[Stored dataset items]
########################################

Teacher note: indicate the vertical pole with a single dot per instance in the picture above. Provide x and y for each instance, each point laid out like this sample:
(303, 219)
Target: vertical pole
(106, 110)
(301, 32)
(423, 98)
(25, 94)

########################################

= What is needed =
Output every line above so that it reads exactly as before.

= Answer space =
Teacher note: indicate the vertical pole with a single dot per instance in the picture above. Provide x and y for each instance, each point laid out like this sample:
(303, 219)
Target: vertical pole
(106, 110)
(301, 32)
(423, 98)
(25, 94)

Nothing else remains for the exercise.